Copy the records below, substituting "formatted like this" for every "shaped like this" and keeping everything else the same.

#### SOURCE RECORDS:
====
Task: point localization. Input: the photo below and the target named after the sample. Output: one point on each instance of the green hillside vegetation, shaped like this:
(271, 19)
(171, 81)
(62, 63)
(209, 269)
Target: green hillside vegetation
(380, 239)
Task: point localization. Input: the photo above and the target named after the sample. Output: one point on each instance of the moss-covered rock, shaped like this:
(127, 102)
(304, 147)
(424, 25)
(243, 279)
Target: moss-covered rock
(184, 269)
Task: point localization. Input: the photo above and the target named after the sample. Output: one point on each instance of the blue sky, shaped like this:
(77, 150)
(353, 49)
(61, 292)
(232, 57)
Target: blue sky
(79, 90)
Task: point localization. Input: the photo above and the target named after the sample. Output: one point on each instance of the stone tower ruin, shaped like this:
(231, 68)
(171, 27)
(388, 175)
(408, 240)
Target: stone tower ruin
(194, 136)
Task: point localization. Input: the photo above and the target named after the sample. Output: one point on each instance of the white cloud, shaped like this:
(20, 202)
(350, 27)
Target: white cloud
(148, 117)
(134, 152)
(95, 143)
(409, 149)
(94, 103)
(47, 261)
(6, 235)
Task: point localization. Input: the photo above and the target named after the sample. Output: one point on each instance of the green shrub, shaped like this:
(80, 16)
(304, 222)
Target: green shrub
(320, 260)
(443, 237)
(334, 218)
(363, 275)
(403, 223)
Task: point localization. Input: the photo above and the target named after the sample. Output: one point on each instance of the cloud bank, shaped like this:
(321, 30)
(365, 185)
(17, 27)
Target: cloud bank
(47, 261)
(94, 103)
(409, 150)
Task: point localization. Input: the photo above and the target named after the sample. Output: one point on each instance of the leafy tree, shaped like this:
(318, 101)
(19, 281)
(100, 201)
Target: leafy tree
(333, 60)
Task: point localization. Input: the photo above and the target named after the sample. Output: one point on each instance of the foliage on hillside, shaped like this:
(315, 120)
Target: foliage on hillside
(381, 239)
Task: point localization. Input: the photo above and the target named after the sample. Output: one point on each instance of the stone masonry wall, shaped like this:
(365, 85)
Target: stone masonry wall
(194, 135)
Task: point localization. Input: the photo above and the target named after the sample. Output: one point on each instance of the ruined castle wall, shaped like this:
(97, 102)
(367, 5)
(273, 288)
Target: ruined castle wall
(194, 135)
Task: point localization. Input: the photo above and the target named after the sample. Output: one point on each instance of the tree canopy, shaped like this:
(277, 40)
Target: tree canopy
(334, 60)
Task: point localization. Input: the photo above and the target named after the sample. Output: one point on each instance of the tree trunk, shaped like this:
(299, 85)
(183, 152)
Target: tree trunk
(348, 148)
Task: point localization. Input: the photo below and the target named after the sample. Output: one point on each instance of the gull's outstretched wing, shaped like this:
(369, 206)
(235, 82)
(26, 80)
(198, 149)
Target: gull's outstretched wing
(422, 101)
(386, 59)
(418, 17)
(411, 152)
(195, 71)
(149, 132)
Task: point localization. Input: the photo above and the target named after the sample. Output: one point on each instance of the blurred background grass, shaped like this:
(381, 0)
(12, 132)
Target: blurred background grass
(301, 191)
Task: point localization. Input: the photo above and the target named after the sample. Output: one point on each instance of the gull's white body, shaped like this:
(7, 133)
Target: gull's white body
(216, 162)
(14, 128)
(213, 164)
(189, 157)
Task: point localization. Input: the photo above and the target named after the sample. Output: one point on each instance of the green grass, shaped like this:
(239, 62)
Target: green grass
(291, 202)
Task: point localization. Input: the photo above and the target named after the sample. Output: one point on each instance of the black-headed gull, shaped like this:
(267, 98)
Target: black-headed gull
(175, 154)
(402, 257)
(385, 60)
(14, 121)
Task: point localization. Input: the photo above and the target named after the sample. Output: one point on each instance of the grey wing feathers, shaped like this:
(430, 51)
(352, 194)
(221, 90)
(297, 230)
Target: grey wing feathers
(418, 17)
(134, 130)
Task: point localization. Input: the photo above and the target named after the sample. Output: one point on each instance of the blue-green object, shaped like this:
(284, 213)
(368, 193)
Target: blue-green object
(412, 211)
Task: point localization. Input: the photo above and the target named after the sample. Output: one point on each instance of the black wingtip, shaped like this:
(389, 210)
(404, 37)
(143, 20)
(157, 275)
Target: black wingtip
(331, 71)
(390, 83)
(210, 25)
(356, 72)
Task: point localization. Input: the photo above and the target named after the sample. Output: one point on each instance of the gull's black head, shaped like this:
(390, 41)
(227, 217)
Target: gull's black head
====
#### TASK RESULT:
Task: point localization. Input: the photo below and the target named after the sample. Output: one point on each instance of the green hillside vegetation, formatted like this:
(271, 19)
(171, 81)
(62, 63)
(209, 269)
Target: green hillside vegetation
(380, 239)
Task: point localization. Input: the photo above and the target named after the sample. Output: one point on each instance of the moss-covered rock, formatted like this:
(127, 102)
(304, 147)
(424, 25)
(243, 279)
Target: moss-covered rock
(184, 269)
Task: point localization. Input: the photo above and the target named after the sample. Output: one point on each instance of the blue sky, formatted like this:
(77, 150)
(353, 49)
(61, 292)
(232, 57)
Target: blue sky
(79, 90)
Task: point localization. Input: the photo above and the target named after the sample. Output: one point on each instance of the stone tower ruin, formatted like this:
(231, 68)
(171, 27)
(388, 175)
(408, 240)
Target: stone tower ruin
(194, 136)
Task: point localization. Input: the photo above and the target named after the sample. Output: one point on each instance of the white cloud, formatted like this:
(20, 202)
(350, 27)
Target: white cloud
(148, 117)
(134, 152)
(95, 143)
(409, 149)
(94, 103)
(47, 261)
(6, 235)
Task: point localization. Input: the photo above and the target named after the sample. Output: one point on each instance of the green shrub, formatted like this:
(80, 16)
(304, 222)
Target: green shrub
(320, 260)
(443, 237)
(334, 218)
(363, 275)
(403, 223)
Task: point localization. Input: the photo above and the target named after the sample. Output: one point on each instance of the cloud bank, formatted like this:
(321, 30)
(365, 185)
(17, 27)
Target: cloud bank
(47, 261)
(94, 103)
(409, 150)
Task: point localization. Input: the photo above and the target named after the sample. Output: one point on each instance of the leafy tree, formatted like this:
(318, 101)
(19, 281)
(100, 201)
Target: leafy tree
(333, 60)
Task: point localization. Input: the photo above and the target named after the sample. Output: one point on each instance of the foliage on hillside, formatted like this:
(315, 120)
Target: foliage on hillside
(381, 239)
Task: point localization. Input: the photo above and the target named after the sample. Output: one point on each instance of the stone masonry wall, formatted like this:
(365, 85)
Target: stone masonry wall
(194, 135)
Task: point localization. Input: the photo above and the target named after the sample. Output: one point on each instance of the ruined castle wall, formatted like this:
(97, 102)
(367, 5)
(273, 288)
Target: ruined castle wall
(194, 135)
Task: point localization. Input: the photo above and the target named after the sample. Output: one point on each instance of the tree canopy, formatted like this:
(277, 40)
Target: tree canopy
(334, 60)
Task: point localization. Input: the photo above and the target named after the sample. Output: one point on each instance of the tree trunk, formatted like this:
(299, 85)
(183, 152)
Target: tree trunk
(348, 148)
Task: point localization. Input: the photo below and the target named after the sample. Output: one point on each instance of the gull's outstretched wing, formatted like this:
(369, 206)
(235, 82)
(26, 80)
(198, 149)
Target: gull's outstretched wing
(422, 101)
(386, 59)
(418, 17)
(411, 152)
(195, 71)
(149, 132)
Task: point localization. Input: the photo above and the target named after the sample. Output: one point on each instance of the blurred background grass, formatted like this:
(381, 0)
(12, 132)
Target: blurred background grass
(301, 191)
Task: point localization. Input: the photo above and the target named after the sample. Output: one point on each instance of the gull's white body, formatted like this:
(7, 133)
Target: gull's white body
(216, 162)
(14, 128)
(213, 164)
(189, 157)
Task: point localization. Input: the photo above and the target named after the sample. Output: one point on each instance of the green grass, formatted like this:
(239, 62)
Target: green grass
(291, 202)
Task: point localization. Input: the photo above and the target named after the sample. Output: one point on each instance of the black-headed gull, formatted like this:
(267, 98)
Target: black-headed gull
(175, 154)
(402, 257)
(385, 60)
(14, 121)
Task: point localization. Input: the photo above and the target named after the sample. Output: one point on each instance of the grey wing feathers, formatted like this:
(430, 51)
(352, 194)
(221, 90)
(297, 230)
Target: grey wing feathers
(418, 17)
(134, 130)
Task: point localization. Input: the photo above and the target named after the sample. Output: one point on each instance of the blue-green object, formatted like this:
(284, 213)
(368, 193)
Target: blue-green object
(412, 211)
Task: point localization. Input: the photo above and the target named after the sample. Output: one point on each instance of the black wingtip, formatted like this:
(389, 210)
(404, 37)
(143, 20)
(157, 275)
Target: black wingtip
(331, 71)
(390, 83)
(210, 25)
(356, 72)
Task: point localization. Input: the photo above and the target named after the sample. Output: one point on each instance of the gull's black head, formatted like this:
(390, 41)
(227, 217)
Target: gull's black head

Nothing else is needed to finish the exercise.